[What is needed] Revise the part of the records that opens with the line containing "phrase -- white window frame" and closes with the line containing "(1088, 365)", replacing "white" with "wooden" and leaving everything else unchanged. Give only those lines.

[Given records]
========
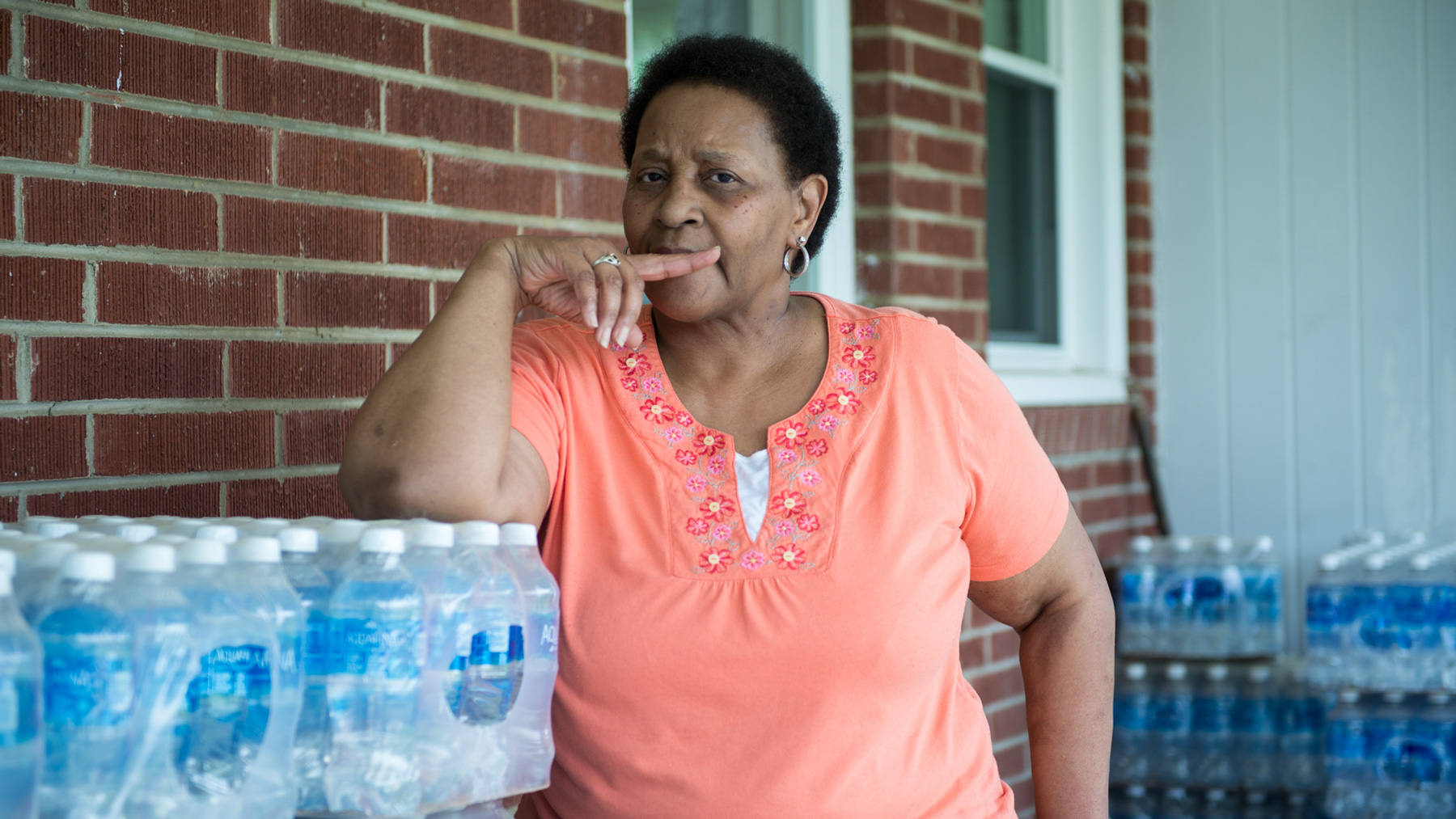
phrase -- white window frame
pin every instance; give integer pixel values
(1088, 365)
========
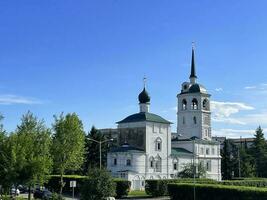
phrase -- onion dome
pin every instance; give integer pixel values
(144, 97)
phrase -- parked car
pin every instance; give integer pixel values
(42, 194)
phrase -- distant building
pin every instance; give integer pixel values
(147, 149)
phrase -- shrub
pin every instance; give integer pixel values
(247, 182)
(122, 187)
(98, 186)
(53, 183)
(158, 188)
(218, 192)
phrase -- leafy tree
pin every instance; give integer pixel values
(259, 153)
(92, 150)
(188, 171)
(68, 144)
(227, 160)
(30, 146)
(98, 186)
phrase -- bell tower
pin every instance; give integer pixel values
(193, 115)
========
[Solution for this task]
phrase -- wooden window frame
pin every instance; give integer pixel values
(1088, 365)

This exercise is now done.